(Beginning of PASSAGE SHOWN)
Marfan's syndrome is characterized by progressive dilatation of the aortic root. This dilatation is accelerated by pregnancy, exposing patients to an increased risk of aortic dissection. Literature on the anesthetic management of delivery in patients with Marfan's syndrome consists only of case reports. We therefore conducted a retrospective review of medical records focusing on anesthetic management of delivery in patients with Marfan's syndrome in a national referral center.


We reviewed the medical records of all pregnant women with Marfan's syndrome who were followed at their institution over a 6-year period.


Sixteen pregnancies in 15 patients were analyzed. The initial aortic root diameter was larger than 40 mm in 9 patients and larger than 45 mm in 1 patient. Two patients did not receive β-blockers throughout pregnancy because of poor tolerance. One patient with an aortic root diameter of 47 mm did not receive β-blocker before 33 weeks' gestation because of late referral. This woman developed acute type 1 aortic dissection at 37 weeks, requiring emergency cesarean delivery under general anesthesia followed by aortic repair. Thirteen other patients underwent cesarean delivery, 1 under spinal anesthesia and 12 under general anesthesia. General anesthesia management included close arterial blood pressure monitoring, avoidance of high blood pressure, administration of opioids before delivery, and titrated nicardipine administration. Two patients (including one with intrauterine fetal death) underwent vaginal delivery under epidural analgesia. There were no maternal deaths.


Pregnant women with Marfan's syndrome who received care in a multidisciplinary tertiary care setting that included active peripartum involvement of anesthesiologists had good clinical outcomes.
(End of PASSAGE SHOWN)
(Beginning of DATA UNDER STUDY)
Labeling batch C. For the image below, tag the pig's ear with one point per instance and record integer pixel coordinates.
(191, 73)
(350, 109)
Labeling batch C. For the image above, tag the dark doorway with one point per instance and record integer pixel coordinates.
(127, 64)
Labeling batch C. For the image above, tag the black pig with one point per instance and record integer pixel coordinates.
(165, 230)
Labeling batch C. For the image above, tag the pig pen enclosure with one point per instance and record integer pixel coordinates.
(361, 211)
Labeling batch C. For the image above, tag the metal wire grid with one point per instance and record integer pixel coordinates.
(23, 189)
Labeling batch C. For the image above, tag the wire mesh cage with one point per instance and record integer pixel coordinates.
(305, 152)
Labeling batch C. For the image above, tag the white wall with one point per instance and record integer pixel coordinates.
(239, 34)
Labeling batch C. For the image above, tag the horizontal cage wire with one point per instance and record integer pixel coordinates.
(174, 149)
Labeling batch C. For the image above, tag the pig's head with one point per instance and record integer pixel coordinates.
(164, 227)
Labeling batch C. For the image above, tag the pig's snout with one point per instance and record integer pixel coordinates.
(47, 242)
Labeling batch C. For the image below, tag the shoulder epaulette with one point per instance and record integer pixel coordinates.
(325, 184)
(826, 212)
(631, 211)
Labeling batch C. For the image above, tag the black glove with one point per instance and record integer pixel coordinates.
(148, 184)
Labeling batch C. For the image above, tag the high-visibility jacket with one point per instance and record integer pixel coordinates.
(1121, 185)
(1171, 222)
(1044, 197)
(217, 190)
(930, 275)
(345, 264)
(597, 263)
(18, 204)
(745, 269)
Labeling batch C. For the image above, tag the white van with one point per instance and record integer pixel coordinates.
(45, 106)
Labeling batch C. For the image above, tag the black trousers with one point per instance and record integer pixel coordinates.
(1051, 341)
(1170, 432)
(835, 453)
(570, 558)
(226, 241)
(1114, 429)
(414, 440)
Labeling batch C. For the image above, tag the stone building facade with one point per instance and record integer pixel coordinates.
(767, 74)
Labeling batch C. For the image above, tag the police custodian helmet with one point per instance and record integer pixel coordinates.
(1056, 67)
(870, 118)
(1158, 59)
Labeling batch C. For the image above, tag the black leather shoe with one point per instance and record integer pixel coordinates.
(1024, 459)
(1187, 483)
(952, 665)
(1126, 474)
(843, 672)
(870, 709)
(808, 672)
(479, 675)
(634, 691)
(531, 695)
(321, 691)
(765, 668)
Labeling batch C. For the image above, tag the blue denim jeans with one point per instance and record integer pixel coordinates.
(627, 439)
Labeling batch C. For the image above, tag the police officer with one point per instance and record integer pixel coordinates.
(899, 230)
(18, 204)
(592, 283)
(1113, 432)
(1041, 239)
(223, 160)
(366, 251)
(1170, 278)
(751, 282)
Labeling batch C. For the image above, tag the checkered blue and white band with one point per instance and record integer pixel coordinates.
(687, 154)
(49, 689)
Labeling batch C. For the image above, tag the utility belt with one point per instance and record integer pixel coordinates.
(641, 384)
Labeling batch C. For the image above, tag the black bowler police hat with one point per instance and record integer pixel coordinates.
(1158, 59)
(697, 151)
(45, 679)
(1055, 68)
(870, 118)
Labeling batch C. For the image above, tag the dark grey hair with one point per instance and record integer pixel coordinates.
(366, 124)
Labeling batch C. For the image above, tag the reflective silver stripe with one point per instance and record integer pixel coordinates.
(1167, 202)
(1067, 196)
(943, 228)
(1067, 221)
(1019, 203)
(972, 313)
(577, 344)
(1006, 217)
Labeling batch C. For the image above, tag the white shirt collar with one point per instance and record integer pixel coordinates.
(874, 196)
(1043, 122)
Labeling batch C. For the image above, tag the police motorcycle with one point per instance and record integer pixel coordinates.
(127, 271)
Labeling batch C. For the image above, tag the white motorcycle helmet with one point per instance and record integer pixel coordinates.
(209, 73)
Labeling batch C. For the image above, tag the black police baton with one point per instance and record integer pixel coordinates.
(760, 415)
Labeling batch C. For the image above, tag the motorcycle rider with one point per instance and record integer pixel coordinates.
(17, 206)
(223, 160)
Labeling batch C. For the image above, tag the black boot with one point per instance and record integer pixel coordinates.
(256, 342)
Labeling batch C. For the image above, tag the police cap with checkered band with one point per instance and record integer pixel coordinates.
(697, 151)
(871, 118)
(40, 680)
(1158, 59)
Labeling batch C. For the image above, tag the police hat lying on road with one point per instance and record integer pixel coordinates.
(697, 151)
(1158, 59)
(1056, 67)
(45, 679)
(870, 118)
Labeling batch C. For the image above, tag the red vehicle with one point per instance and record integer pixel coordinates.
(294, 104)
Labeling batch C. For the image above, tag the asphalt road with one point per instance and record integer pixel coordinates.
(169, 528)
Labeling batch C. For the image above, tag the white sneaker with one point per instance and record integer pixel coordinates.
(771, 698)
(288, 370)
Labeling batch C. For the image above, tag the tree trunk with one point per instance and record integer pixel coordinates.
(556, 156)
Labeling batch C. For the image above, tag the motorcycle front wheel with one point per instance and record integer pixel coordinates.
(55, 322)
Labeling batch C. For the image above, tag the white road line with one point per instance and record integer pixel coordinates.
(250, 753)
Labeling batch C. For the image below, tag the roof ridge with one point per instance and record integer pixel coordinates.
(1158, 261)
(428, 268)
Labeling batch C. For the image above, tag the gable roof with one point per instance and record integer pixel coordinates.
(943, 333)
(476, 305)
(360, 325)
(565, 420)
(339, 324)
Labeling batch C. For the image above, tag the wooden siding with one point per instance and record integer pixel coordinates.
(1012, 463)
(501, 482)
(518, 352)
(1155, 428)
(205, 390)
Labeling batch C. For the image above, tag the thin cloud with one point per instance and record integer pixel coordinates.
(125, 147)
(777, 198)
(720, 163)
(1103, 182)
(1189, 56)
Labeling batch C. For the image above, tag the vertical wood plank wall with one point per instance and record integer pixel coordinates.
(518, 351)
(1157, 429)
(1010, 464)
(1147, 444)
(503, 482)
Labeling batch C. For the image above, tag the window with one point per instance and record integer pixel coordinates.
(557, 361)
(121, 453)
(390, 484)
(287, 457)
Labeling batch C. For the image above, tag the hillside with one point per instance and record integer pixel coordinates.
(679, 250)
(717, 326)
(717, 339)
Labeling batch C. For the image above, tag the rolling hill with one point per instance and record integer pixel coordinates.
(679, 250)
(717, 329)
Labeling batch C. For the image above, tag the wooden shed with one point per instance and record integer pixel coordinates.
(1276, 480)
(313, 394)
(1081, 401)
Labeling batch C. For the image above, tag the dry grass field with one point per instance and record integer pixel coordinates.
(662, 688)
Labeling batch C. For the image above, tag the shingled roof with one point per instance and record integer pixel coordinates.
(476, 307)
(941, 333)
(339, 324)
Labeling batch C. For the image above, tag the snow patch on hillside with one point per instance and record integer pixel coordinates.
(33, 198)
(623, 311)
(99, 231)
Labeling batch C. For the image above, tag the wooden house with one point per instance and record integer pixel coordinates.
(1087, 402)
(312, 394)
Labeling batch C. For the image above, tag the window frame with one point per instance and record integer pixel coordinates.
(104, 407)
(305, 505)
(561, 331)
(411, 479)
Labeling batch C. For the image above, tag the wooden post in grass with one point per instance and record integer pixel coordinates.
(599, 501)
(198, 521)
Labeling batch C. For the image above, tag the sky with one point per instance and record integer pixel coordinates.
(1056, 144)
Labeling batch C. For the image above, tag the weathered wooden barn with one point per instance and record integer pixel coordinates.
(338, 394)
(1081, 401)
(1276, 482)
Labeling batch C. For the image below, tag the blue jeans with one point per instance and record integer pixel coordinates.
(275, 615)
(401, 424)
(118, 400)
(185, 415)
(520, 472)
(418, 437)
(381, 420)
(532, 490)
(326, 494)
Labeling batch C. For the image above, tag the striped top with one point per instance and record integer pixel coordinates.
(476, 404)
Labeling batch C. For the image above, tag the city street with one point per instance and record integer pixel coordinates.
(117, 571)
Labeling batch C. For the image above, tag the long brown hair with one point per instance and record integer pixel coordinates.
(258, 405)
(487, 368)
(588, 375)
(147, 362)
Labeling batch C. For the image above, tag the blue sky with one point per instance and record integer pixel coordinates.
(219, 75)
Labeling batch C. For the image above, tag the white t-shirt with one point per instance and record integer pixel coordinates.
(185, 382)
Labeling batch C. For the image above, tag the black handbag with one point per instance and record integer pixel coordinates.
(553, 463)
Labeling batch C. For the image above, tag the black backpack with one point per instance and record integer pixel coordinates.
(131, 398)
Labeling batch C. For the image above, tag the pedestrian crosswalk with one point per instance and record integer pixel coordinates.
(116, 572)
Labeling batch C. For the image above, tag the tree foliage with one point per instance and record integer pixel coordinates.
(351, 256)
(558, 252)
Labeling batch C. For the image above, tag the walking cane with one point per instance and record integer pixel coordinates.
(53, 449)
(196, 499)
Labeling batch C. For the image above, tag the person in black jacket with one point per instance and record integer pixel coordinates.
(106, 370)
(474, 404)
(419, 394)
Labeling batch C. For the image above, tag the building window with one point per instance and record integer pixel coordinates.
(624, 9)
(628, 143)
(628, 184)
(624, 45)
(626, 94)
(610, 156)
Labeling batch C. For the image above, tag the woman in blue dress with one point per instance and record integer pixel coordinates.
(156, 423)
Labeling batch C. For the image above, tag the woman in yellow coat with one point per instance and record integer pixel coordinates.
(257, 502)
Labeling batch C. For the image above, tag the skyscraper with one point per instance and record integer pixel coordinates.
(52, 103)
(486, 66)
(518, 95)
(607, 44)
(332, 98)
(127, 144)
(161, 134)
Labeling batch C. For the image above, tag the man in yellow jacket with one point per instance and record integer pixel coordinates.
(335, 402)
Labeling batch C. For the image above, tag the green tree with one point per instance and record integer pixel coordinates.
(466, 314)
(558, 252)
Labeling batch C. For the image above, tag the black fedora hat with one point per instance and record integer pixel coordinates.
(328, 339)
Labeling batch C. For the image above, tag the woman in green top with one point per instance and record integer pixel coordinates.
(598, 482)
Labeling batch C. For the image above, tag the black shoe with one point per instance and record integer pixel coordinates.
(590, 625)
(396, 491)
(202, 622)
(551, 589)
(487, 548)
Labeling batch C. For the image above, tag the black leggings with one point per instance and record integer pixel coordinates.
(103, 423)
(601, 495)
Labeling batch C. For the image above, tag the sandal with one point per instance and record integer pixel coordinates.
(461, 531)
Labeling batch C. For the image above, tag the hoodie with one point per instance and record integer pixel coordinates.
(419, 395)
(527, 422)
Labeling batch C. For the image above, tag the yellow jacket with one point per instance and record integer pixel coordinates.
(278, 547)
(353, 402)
(End of DATA UNDER STUDY)
▸ TASK 1
Return the section of the Marfan's syndrome passage between "Marfan's syndrome is" and "national referral center.", inclusive.
▸ TASK 2
Answer these questions from the Marfan's syndrome passage:
(a) What does pregnancy accelerate in patients with Marfan's syndrome?
(b) Over what period were the medical records reviewed?
(c) At how many weeks did the patient with the 47 mm aortic root develop acute type 1 aortic dissection?

▸ WRITTEN REPLY 1
Marfan's syndrome is characterized by progressive dilatation of the aortic root. This dilatation is accelerated by pregnancy, exposing patients to an increased risk of aortic dissection. Literature on the anesthetic management of delivery in patients with Marfan's syndrome consists only of case reports. We therefore conducted a retrospective review of medical records focusing on anesthetic management of delivery in patients with Marfan's syndrome in a national referral center.

▸ WRITTEN REPLY 2
(a) It accelerates the dilatation of the aortic root.
(b) The records were reviewed over a 6-year period.
(c) She developed it at 37 weeks.